*TASK OBJECTIVE*. Lay out every line of the listing below as a numbered list, omitting any blank lines.

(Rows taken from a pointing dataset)

╔══

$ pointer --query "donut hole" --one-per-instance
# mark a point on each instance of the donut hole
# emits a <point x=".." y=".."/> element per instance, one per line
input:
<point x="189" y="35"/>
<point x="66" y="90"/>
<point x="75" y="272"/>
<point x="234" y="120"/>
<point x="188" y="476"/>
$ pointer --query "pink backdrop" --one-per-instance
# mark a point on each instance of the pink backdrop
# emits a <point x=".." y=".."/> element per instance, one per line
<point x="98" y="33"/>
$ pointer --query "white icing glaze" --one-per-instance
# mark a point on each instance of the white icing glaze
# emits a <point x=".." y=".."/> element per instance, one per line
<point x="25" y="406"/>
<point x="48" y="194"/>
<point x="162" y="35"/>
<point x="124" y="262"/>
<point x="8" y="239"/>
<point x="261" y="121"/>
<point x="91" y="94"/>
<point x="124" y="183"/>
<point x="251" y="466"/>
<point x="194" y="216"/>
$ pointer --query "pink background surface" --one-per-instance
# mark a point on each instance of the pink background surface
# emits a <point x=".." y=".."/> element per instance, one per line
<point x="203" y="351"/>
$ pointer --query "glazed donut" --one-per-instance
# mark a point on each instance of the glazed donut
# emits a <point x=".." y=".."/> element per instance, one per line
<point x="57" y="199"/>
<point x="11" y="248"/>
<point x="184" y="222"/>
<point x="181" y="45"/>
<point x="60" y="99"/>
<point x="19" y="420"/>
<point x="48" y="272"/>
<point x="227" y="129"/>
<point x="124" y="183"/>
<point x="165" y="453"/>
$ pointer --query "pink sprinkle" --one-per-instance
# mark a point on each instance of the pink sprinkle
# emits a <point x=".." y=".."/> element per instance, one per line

╚══

*SOLVED EXERCISE*.
1. $ pointer --query "donut hole" --one-per-instance
2. # mark a point on each instance of the donut hole
3. # emits a <point x=".." y=".."/> element per instance, one per line
4. input:
5. <point x="189" y="35"/>
6. <point x="66" y="90"/>
7. <point x="75" y="272"/>
8. <point x="234" y="120"/>
9. <point x="188" y="476"/>
10. $ pointer --query "pink backdrop" --one-per-instance
11. # mark a point on each instance of the pink backdrop
12. # emits a <point x=".." y=".."/> element per instance, one per line
13. <point x="98" y="33"/>
14. $ pointer --query "white icing glaze" --one-per-instance
15. # mark a point on each instance of the white icing glaze
16. # emits a <point x=".." y=".."/> element per instance, one per line
17. <point x="25" y="406"/>
18. <point x="48" y="194"/>
19. <point x="162" y="35"/>
20. <point x="124" y="262"/>
21. <point x="8" y="239"/>
22. <point x="261" y="121"/>
23. <point x="91" y="94"/>
24. <point x="124" y="183"/>
25. <point x="251" y="466"/>
26. <point x="194" y="216"/>
27. $ pointer --query "pink background surface" --one-per-instance
28. # mark a point on each instance of the pink background surface
29. # emits a <point x=".." y=".."/> element per instance, one per line
30. <point x="203" y="351"/>
31. $ pointer --query "glazed donut" --one-per-instance
32. # mark a point on each instance of the glazed donut
33. # emits a <point x=".." y=".."/> element per instance, one per line
34. <point x="57" y="199"/>
35. <point x="11" y="248"/>
36. <point x="184" y="222"/>
37. <point x="181" y="45"/>
38. <point x="60" y="99"/>
39. <point x="19" y="420"/>
40. <point x="48" y="272"/>
41. <point x="227" y="129"/>
42. <point x="124" y="183"/>
43. <point x="165" y="453"/>
44. $ pointer --query "pink sprinkle" --one-per-instance
45. # mark a point on each instance of the pink sprinkle
46. # emits a <point x=".." y=".."/> element per instance, one per line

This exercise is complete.